Copie sem alterações as linhas do material abaixo, começando pela que contém "Check this image for the presence of any small" e parando depois da que contém "left=0, top=424, right=550, bottom=976".

[Dados de origem]
· · ·
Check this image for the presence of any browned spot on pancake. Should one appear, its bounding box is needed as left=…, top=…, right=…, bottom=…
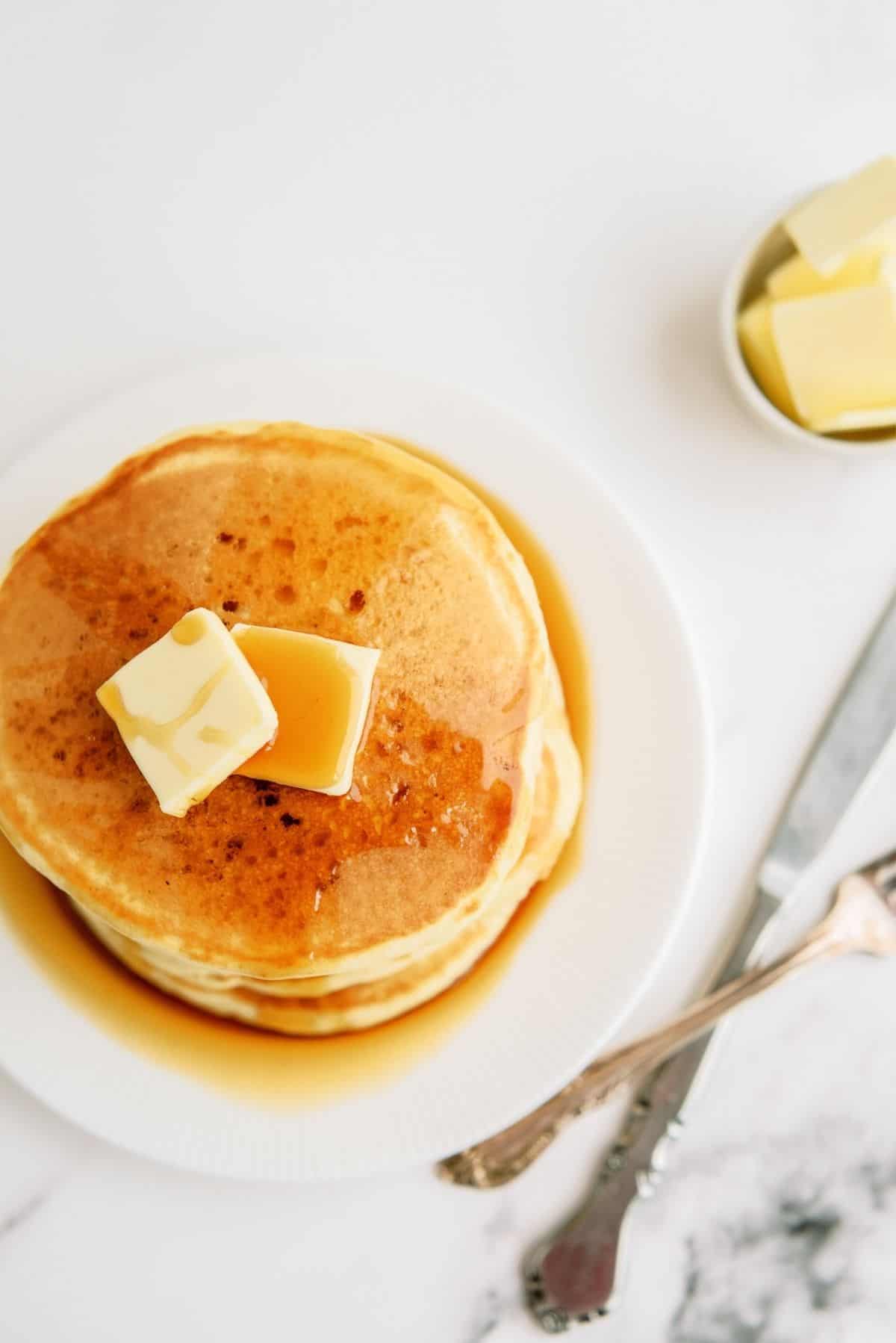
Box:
left=0, top=429, right=538, bottom=968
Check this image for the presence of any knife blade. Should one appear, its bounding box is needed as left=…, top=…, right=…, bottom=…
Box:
left=525, top=595, right=896, bottom=1333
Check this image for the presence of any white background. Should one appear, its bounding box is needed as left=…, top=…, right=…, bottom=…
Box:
left=0, top=0, right=896, bottom=1343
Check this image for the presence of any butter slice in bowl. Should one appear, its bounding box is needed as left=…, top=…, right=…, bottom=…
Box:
left=232, top=624, right=380, bottom=798
left=785, top=157, right=896, bottom=276
left=97, top=607, right=277, bottom=816
left=771, top=285, right=896, bottom=434
left=723, top=157, right=896, bottom=454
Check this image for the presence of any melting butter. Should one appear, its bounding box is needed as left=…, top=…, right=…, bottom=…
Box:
left=97, top=607, right=277, bottom=816
left=234, top=624, right=380, bottom=796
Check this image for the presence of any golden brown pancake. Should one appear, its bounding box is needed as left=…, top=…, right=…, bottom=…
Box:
left=0, top=424, right=567, bottom=1010
left=75, top=700, right=580, bottom=1035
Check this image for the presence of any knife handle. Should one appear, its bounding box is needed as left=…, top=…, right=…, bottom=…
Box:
left=439, top=892, right=778, bottom=1188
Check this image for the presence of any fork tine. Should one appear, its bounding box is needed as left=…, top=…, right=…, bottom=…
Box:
left=861, top=849, right=896, bottom=894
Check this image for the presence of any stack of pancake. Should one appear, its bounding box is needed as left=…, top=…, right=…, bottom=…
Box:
left=0, top=423, right=580, bottom=1034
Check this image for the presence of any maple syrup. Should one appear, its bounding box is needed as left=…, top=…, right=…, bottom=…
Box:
left=0, top=435, right=591, bottom=1107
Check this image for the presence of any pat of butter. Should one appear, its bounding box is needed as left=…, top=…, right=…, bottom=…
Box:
left=232, top=624, right=380, bottom=796
left=97, top=607, right=277, bottom=816
left=765, top=244, right=888, bottom=301
left=785, top=157, right=896, bottom=276
left=771, top=283, right=896, bottom=432
left=738, top=296, right=798, bottom=421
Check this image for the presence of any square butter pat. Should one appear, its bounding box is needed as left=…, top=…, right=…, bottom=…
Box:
left=97, top=607, right=277, bottom=816
left=785, top=157, right=896, bottom=276
left=738, top=294, right=799, bottom=421
left=771, top=285, right=896, bottom=432
left=765, top=244, right=888, bottom=300
left=232, top=624, right=380, bottom=796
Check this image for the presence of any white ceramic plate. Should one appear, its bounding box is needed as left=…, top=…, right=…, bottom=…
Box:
left=0, top=356, right=708, bottom=1179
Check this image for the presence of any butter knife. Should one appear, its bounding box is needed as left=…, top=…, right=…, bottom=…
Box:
left=439, top=598, right=896, bottom=1333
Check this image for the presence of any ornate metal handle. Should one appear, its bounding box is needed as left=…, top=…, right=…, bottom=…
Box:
left=439, top=891, right=857, bottom=1188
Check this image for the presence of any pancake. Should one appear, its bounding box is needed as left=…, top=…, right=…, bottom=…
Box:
left=0, top=424, right=579, bottom=1033
left=79, top=701, right=582, bottom=1035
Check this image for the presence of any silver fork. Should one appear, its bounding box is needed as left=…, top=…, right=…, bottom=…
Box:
left=439, top=850, right=896, bottom=1333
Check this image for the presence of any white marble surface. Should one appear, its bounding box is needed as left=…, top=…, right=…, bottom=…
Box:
left=0, top=0, right=896, bottom=1343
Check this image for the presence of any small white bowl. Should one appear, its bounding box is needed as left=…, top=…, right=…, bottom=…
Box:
left=721, top=192, right=896, bottom=458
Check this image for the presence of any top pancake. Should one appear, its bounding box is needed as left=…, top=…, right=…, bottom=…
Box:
left=0, top=424, right=550, bottom=976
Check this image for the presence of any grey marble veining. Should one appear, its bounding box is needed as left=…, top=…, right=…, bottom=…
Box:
left=668, top=1132, right=896, bottom=1343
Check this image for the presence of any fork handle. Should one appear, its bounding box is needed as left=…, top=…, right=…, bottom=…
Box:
left=439, top=914, right=856, bottom=1188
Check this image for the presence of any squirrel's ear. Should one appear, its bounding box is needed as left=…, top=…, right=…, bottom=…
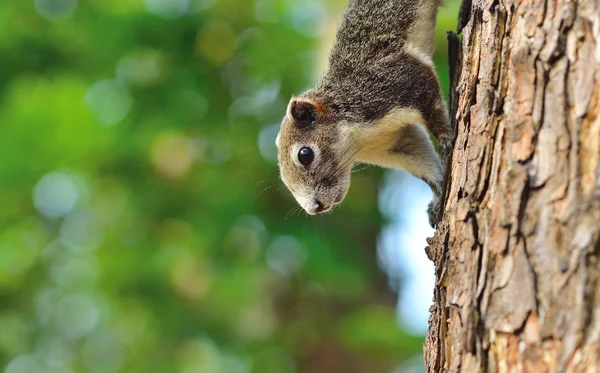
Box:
left=288, top=99, right=317, bottom=128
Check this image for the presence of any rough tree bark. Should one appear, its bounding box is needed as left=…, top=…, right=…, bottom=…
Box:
left=425, top=0, right=600, bottom=373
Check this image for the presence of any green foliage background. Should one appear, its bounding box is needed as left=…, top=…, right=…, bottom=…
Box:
left=0, top=0, right=456, bottom=373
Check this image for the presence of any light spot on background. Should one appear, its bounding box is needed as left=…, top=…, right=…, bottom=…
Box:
left=50, top=255, right=99, bottom=287
left=81, top=331, right=124, bottom=373
left=35, top=334, right=75, bottom=373
left=117, top=50, right=162, bottom=87
left=258, top=123, right=280, bottom=163
left=150, top=131, right=193, bottom=179
left=144, top=0, right=190, bottom=19
left=4, top=354, right=45, bottom=373
left=266, top=236, right=308, bottom=276
left=84, top=79, right=132, bottom=125
left=60, top=211, right=104, bottom=253
left=54, top=293, right=100, bottom=339
left=34, top=0, right=77, bottom=21
left=378, top=170, right=435, bottom=335
left=33, top=172, right=79, bottom=218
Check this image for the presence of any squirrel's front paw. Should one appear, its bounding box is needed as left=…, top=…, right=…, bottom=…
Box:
left=427, top=196, right=442, bottom=228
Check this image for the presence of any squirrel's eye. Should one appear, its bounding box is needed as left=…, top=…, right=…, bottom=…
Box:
left=298, top=146, right=315, bottom=167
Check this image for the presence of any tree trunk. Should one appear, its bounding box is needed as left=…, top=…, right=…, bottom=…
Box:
left=425, top=0, right=600, bottom=373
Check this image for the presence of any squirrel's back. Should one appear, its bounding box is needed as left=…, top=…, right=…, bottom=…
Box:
left=329, top=0, right=440, bottom=74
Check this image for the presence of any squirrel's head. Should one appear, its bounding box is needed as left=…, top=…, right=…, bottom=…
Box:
left=276, top=97, right=356, bottom=215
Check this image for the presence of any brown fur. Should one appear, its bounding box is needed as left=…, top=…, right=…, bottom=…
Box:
left=278, top=0, right=453, bottom=225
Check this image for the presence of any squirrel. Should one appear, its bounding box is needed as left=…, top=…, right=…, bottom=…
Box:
left=276, top=0, right=453, bottom=227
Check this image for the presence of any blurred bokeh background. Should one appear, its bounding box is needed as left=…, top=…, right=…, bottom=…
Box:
left=0, top=0, right=458, bottom=373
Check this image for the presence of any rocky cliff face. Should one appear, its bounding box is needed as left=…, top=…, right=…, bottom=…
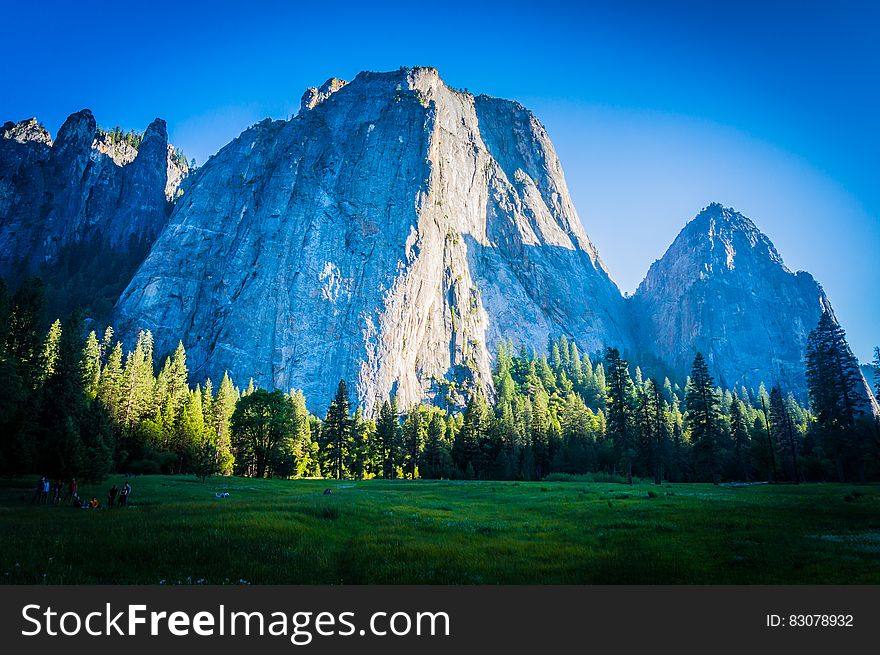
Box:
left=117, top=68, right=630, bottom=411
left=0, top=109, right=186, bottom=276
left=630, top=204, right=868, bottom=408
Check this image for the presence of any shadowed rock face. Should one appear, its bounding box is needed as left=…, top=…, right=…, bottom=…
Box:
left=631, top=204, right=868, bottom=408
left=0, top=109, right=185, bottom=276
left=117, top=68, right=630, bottom=411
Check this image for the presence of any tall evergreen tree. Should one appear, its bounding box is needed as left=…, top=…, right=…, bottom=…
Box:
left=376, top=396, right=400, bottom=480
left=806, top=312, right=861, bottom=482
left=321, top=380, right=351, bottom=480
left=604, top=348, right=635, bottom=484
left=685, top=352, right=721, bottom=484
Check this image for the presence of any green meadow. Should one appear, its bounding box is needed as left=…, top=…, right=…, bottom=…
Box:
left=0, top=476, right=880, bottom=584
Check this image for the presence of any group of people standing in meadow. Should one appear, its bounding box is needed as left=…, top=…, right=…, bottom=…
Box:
left=31, top=475, right=131, bottom=509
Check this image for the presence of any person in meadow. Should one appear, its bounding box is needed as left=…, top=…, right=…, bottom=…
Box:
left=31, top=477, right=46, bottom=505
left=119, top=482, right=131, bottom=507
left=64, top=478, right=79, bottom=504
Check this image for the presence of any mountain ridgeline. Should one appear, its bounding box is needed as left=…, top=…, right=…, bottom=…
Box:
left=0, top=68, right=876, bottom=413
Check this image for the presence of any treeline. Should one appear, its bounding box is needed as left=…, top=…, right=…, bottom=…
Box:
left=0, top=279, right=880, bottom=483
left=97, top=125, right=196, bottom=170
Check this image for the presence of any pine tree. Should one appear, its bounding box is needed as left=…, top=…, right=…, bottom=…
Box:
left=806, top=312, right=861, bottom=482
left=402, top=405, right=428, bottom=480
left=770, top=385, right=800, bottom=482
left=685, top=353, right=721, bottom=484
left=229, top=384, right=296, bottom=478
left=730, top=398, right=750, bottom=482
left=603, top=348, right=635, bottom=484
left=321, top=380, right=351, bottom=480
left=98, top=341, right=123, bottom=422
left=376, top=396, right=400, bottom=480
left=210, top=372, right=238, bottom=475
left=419, top=412, right=451, bottom=480
left=40, top=319, right=61, bottom=381
left=83, top=330, right=101, bottom=398
left=345, top=405, right=371, bottom=480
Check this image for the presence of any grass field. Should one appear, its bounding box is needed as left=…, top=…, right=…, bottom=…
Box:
left=0, top=476, right=880, bottom=584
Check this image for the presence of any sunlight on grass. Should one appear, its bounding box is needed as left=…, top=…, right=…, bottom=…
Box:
left=0, top=476, right=880, bottom=584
· · ·
**RESPOSTA DA TAREFA:**
Check this image for the presence of any small white bowl. Should one appear, its bounding box is needed as left=…, top=…, right=…, bottom=…
Box:
left=721, top=192, right=896, bottom=458
Check this image for the presence of any top pancake. Should one appear, its bounding box is needed as left=…, top=…, right=…, bottom=…
Box:
left=0, top=424, right=550, bottom=976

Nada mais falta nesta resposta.